=== DATA SHOWN ===
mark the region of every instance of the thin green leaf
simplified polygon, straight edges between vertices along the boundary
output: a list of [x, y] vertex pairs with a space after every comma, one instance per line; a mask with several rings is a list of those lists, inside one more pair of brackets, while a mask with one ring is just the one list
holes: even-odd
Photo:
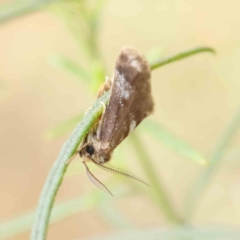
[[78, 63], [76, 63], [74, 60], [66, 56], [55, 55], [50, 58], [50, 62], [54, 66], [66, 70], [67, 72], [73, 74], [78, 79], [86, 83], [91, 82], [91, 77], [88, 74], [88, 72], [83, 67], [81, 67]]
[[[93, 6], [89, 5], [88, 7], [88, 26], [89, 26], [89, 36], [87, 38], [86, 46], [89, 48], [90, 55], [92, 60], [101, 59], [101, 64], [103, 63], [103, 58], [100, 54], [98, 41], [99, 39], [99, 32], [100, 32], [100, 23], [101, 23], [101, 12], [106, 0], [97, 0], [94, 2]], [[92, 61], [91, 60], [91, 61]]]
[[[111, 184], [112, 187], [119, 186], [119, 183]], [[120, 190], [117, 192], [117, 196], [129, 196], [136, 192], [131, 185], [128, 185], [127, 189]], [[111, 226], [116, 228], [131, 228], [133, 224], [129, 219], [127, 219], [121, 212], [115, 209], [113, 198], [109, 198], [107, 194], [105, 194], [98, 205], [98, 211], [101, 213], [103, 219], [105, 219]]]
[[[6, 23], [15, 18], [24, 16], [31, 12], [35, 12], [40, 8], [46, 7], [48, 4], [59, 2], [61, 0], [38, 0], [38, 1], [22, 1], [17, 3], [17, 6], [8, 7], [7, 10], [0, 12], [0, 23]], [[12, 5], [12, 4], [11, 4]], [[9, 5], [10, 6], [10, 5]]]
[[[71, 165], [72, 165], [72, 163], [71, 163]], [[82, 169], [84, 169], [83, 166], [82, 166]], [[114, 175], [112, 175], [107, 180], [107, 184], [111, 184], [112, 187], [116, 187], [117, 185], [119, 186], [119, 181], [114, 182]], [[136, 192], [136, 189], [134, 189], [133, 187], [131, 187], [130, 189], [129, 188], [125, 189], [124, 191], [119, 191], [118, 196], [121, 196], [121, 197], [128, 196], [132, 192]], [[109, 202], [108, 195], [106, 195], [102, 191], [99, 191], [98, 188], [94, 188], [93, 191], [91, 191], [90, 193], [87, 193], [81, 197], [70, 199], [70, 200], [67, 200], [62, 203], [56, 203], [52, 209], [50, 223], [59, 222], [67, 217], [76, 215], [81, 212], [88, 211], [88, 210], [96, 208], [96, 207], [99, 207], [99, 208], [101, 208], [101, 206], [104, 207], [103, 206], [104, 203], [106, 203], [106, 205], [112, 204], [111, 202]], [[106, 205], [105, 205], [105, 207], [106, 207]], [[111, 211], [114, 211], [112, 209], [112, 207], [110, 207], [110, 208], [111, 208]], [[119, 216], [121, 217], [121, 215], [119, 215]], [[17, 235], [19, 235], [21, 233], [25, 233], [25, 232], [29, 231], [32, 227], [32, 223], [33, 223], [34, 219], [35, 219], [35, 210], [32, 210], [25, 214], [20, 215], [19, 217], [15, 217], [12, 220], [1, 222], [1, 224], [0, 224], [1, 240], [16, 237]], [[124, 221], [126, 221], [126, 220], [124, 220], [123, 216], [121, 219], [115, 219], [115, 220], [119, 221], [118, 223], [122, 223], [122, 224], [124, 224]], [[123, 221], [123, 222], [121, 222], [121, 221]], [[128, 226], [127, 222], [126, 222], [125, 226], [126, 227]]]
[[227, 147], [231, 143], [233, 137], [236, 135], [239, 126], [240, 108], [233, 116], [229, 125], [226, 127], [226, 130], [223, 132], [222, 137], [219, 139], [212, 157], [210, 158], [208, 168], [204, 169], [204, 171], [199, 174], [187, 195], [185, 201], [185, 210], [188, 219], [193, 216], [194, 211], [197, 209], [198, 201], [200, 200], [203, 192], [207, 189], [207, 187], [209, 187], [214, 174], [216, 174], [217, 170], [219, 169]]
[[166, 59], [160, 59], [156, 62], [151, 63], [150, 64], [151, 70], [157, 69], [157, 68], [162, 67], [166, 64], [176, 62], [176, 61], [182, 60], [184, 58], [193, 56], [193, 55], [198, 54], [198, 53], [203, 53], [203, 52], [210, 52], [210, 53], [215, 54], [215, 50], [212, 49], [212, 48], [209, 48], [209, 47], [194, 48], [192, 50], [188, 50], [186, 52], [179, 53], [179, 54], [174, 55], [172, 57], [169, 57], [169, 58], [166, 58]]
[[12, 2], [6, 2], [0, 4], [0, 12], [11, 11], [14, 8], [20, 7], [23, 4], [26, 5], [26, 0], [15, 0]]
[[136, 133], [132, 133], [129, 137], [132, 140], [131, 142], [136, 150], [135, 152], [138, 155], [142, 168], [148, 177], [149, 184], [152, 188], [153, 199], [156, 201], [160, 211], [170, 222], [182, 224], [182, 219], [174, 209], [159, 172], [156, 172], [154, 166], [149, 164], [149, 156], [144, 150], [139, 136]]
[[199, 164], [206, 165], [208, 163], [207, 159], [202, 156], [200, 152], [195, 150], [191, 145], [186, 143], [184, 140], [178, 138], [176, 135], [171, 133], [166, 129], [166, 127], [161, 126], [159, 123], [150, 121], [144, 121], [141, 126], [143, 129], [159, 140], [170, 150], [178, 153], [179, 155], [195, 161]]
[[47, 130], [44, 133], [44, 137], [47, 139], [53, 139], [65, 133], [68, 133], [77, 125], [77, 123], [82, 119], [82, 117], [83, 117], [83, 113], [80, 113], [70, 119], [67, 119], [59, 123], [57, 126]]
[[102, 63], [98, 60], [93, 61], [91, 72], [92, 78], [94, 79], [94, 82], [92, 83], [92, 90], [93, 92], [97, 92], [99, 86], [105, 81], [106, 77]]
[[102, 113], [102, 104], [107, 103], [109, 92], [99, 98], [93, 107], [85, 114], [82, 121], [76, 126], [71, 136], [63, 145], [47, 180], [44, 184], [37, 208], [36, 219], [32, 229], [32, 240], [46, 239], [48, 222], [57, 191], [67, 169], [68, 159], [76, 152], [81, 140], [86, 136], [96, 119]]
[[158, 229], [134, 229], [111, 233], [105, 237], [93, 237], [88, 240], [173, 240], [173, 239], [191, 239], [191, 240], [239, 240], [240, 231], [219, 228], [158, 228]]
[[[81, 198], [75, 198], [63, 203], [57, 203], [53, 208], [50, 222], [55, 223], [65, 219], [66, 217], [92, 209], [99, 204], [99, 201], [101, 201], [103, 196], [104, 194], [96, 189], [91, 193], [82, 196]], [[35, 211], [31, 211], [16, 217], [13, 220], [1, 223], [1, 239], [9, 239], [11, 237], [16, 237], [18, 234], [29, 231], [32, 227], [34, 218]]]
[[96, 0], [91, 11], [89, 11], [88, 21], [90, 23], [90, 27], [95, 37], [98, 31], [100, 30], [100, 27], [99, 27], [99, 24], [101, 22], [100, 16], [101, 16], [103, 6], [105, 6], [105, 3], [106, 3], [106, 0]]
[[163, 46], [154, 46], [147, 52], [146, 58], [149, 63], [155, 63], [159, 61], [160, 56], [163, 55]]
===
**DIRECTIONS FOR THIS TASK:** What number of lines in the records hold the word "instance"? Reply with that number alone.

**SOLUTION:** 2